ZU PRÜFENDER TEXT
::::
Ja, ich weiß. Diese
erdrückende Komplexität von Hypertext. Fast jedes Dokument erlaubt
an beliebigen Stellen einen Querverweis zu anderen Dokumenten, auch
zu beliebigen Stellen in anderen Dokumenten.
Zugegeben, ich weiß dann oft selbst nicht mehr, was ich wo suchen
muß, obwohl ich dieses ganze Docuverse selbst gebaut hab. Als wäre
ich eine manische Ameise in meinen Gängen, die ich zu großen Teilen
nicht mehr kenne.
Egal! Die Linien und Verknüpfungen müssen
ab und zu gestrafft, neu gebündelt werden, damit ich mich wenigstens
in einem Teilbereich wieder auskenne und auch das werte Publikum die
Chance hat, einen Ausschnitt vorzufinden, der rezipierbar ist.
Tesserakt II
Es gibt einen Kernbereich
meiner Kunstpraxis. (Lyrik ist der Angelpunkt.) Das bleibt in
anderes Engagement eingebettet. Ich bevorzuge das prozeßhafte
Arbeiten. Ich schätze Abschnitte einer kollektiven Wissens- und
Kulturarbeit. Das verfolge ich in einem Spannungsfeld zwischen
Zentrum und Provinz; hier: das Landeszentrum Graz und die
Oststeiermark.
Selbstredend, daß die aktuelle Mediensituation
alte Grenzen aufgehoben hat und daß ich inspirierte Gegenüber in
jedem Teil der Welt finden und ansprechen kann. Aber die reale
soziale Begegnung halte ich für unersetzbar.
::::
GEGEBENES MATERIAL
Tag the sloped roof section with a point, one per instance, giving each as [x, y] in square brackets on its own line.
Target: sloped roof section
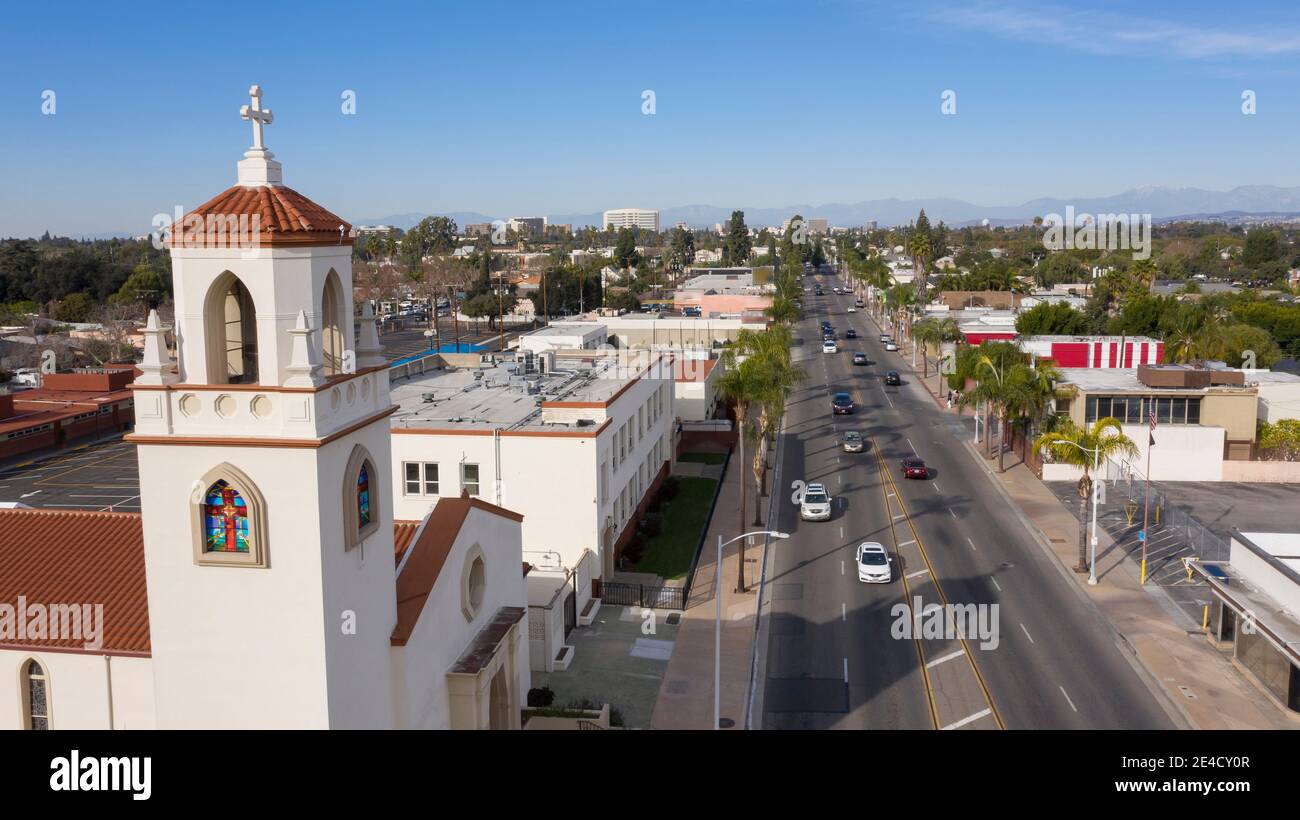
::::
AUFGABE
Schreib den Teil des Textes über Hypertext ab, der mit „Ja, ich weiß.“ anfängt und bis „in anderen Dokumenten.“ geht, und tausch dabei „Querverweis“ gegen „Link“ aus. Halte dich dabei nur an den Text.

LÖSUNG
Ja, ich weiß. Diese
erdrückende Komplexität von Hypertext. Fast jedes Dokument erlaubt
an beliebigen Stellen einen Link zu anderen Dokumenten, auch
zu beliebigen Stellen in anderen Dokumenten.